BEGIN QUOTED PASSAGE

How the Inspector interacts with the Maxine VM

This page describes how the Maxine Inspector’s interaction with a running VM is implemented.

General goals for the Inspector all deal with making development and experimentation in the Maxine VM as productive and widely accessible as possible:

• Support basic debugging of the Maxine VM, something not possible with standard tools.
• Make visible as much internal VM state as possible, both in terms of design abstractions and in terms of low-level representations, even when the VM is broken.
• Provide new developers with a fast path to understanding VM internals.

A few general strategies guide the Inspector’s implementation:

• Run in a separate process (usually local, but see Guest VM), so that inspection depends neither on a correctly running VM process nor there being any process that all.
• Require as little active support from the VM as possible, in particular require no active agent.
• Reuse as much VM code as possible, especially reading/writing/understanding the low-level representations of data on the target platform (possibly different than the platform on which the Inspector runs).
• Load VM classes into the Inspector for reflective use in understanding VM data.
• Rely on platform-specific implementations for low-level interaction with a running VM: process control, threads, breakpoints, access to memory and registers.

Low-level VM Interaction

This section describes the Inspector’s access to the lowest level abstractions in the VM process, namely the resources provided by the underlying platform: memory, threads, and execution state.

Process control

One of the most difficult and frustrating parts of the Inspector’s implementation is the need to implement low-level process controls on the several supported platforms. These controls include reading and writing from the VM’s memory, finding and inspecting threads, setting breakpoints, setting watchpoints, and deciphering process state.

Generic controls are implemented in class com.sun.max.tele.debug.TeleProcess. Concrete subclasses using native methods implement the controls for specific platforms:

• Solaris: platform support is best on Solaris, where libproc provides a programmatic interface to the Solaris /proc pseudo-filesystem. Watchpoints are supported with no limit on their number (see Native/tele/darwin/*.[ch]).
• Linux: the Inspector uses a mixture of ptrace(2) and /proc (see Native/tele/linux/*.[ch]).
• Mac OS X: on the Mac the Inspector uses a mixture of ptrace(2) and the Mach API (see Native/tele/darwin/*.[ch]).
• Guest VM: the Guest VM variant of the VM runs in a Xen domain where such OS services are unavailable, so controls must be implemented using Xen inter-domain communication.

END QUOTED PASSAGE
BEGIN DATASET EXCERPT

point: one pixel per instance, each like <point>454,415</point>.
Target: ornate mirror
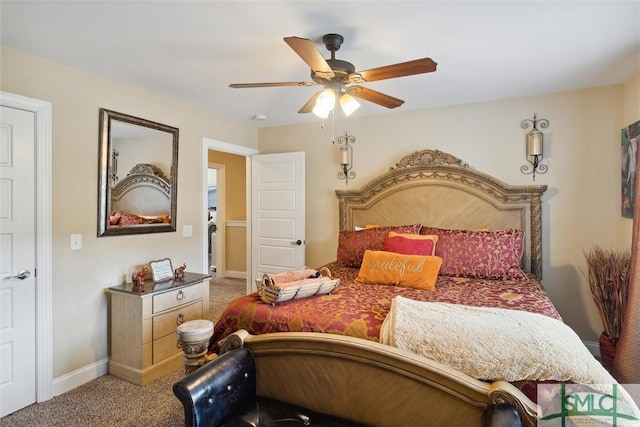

END DATASET EXCERPT

## WHAT THE TASK REQUIRES
Resume the page on how the Maxine Inspector interacts with a running VM, starting right after its last line, the Guest VM entry in the list of process controls.

## THE RESPONSE
This code can be very subtle. It now seems to work fairly reliably, but at the cost of many hours deciphering non-documentation and gdb source code. In our experience, programming a debugger is a very niche activity.

Reading and writing VM memory

Low-level memory access is implemented using basic process control methods in class TeleProcess:

read(Address address, BtyeBuffer buffer, int offset, int length)
write(Address address, ByteBuffer buffer, int offset, int length)

However, interpreting the bits presents more of a challenge, since this must be done for a VM running on a potentially different platform. Fortunately, the Inspector is able to load the Java classes that describe the target platform and then reuse the VM’s own code for reading and writing bits representing the VM’s internal primitive data types. Methods for reading and writing those types appears in interface com.sun.max.tele.data.DataAccess, and all but the lowest-level read methods are implemented by class com.sun.max.tele.data.DataAccessAdapter.

For performance reasons, especially for non-local debugging such as with the Guest VM, the Inspector caches pages of memory read since the most recent process execution (see class com.sun.max.tele.page.PageDataAccess).

Logging

The Inspector’s low-level interaction with the VM process can be observed. See Low-level logging for instructions on enabling all low-level VM logging. In order to observe only Inspector-related events, change log_TELE to 1 in Native/share/log.h, rather than log-ALL.

Passive VM support

Although the Inspector is designed to rely as little as possible on the internals of the VM, there are a number of ways in which the VM is constructed to make inspection as easy as possible. The mechanisms described in this section incur zero runtime overhead in the VM, and involve no writing into VM memory.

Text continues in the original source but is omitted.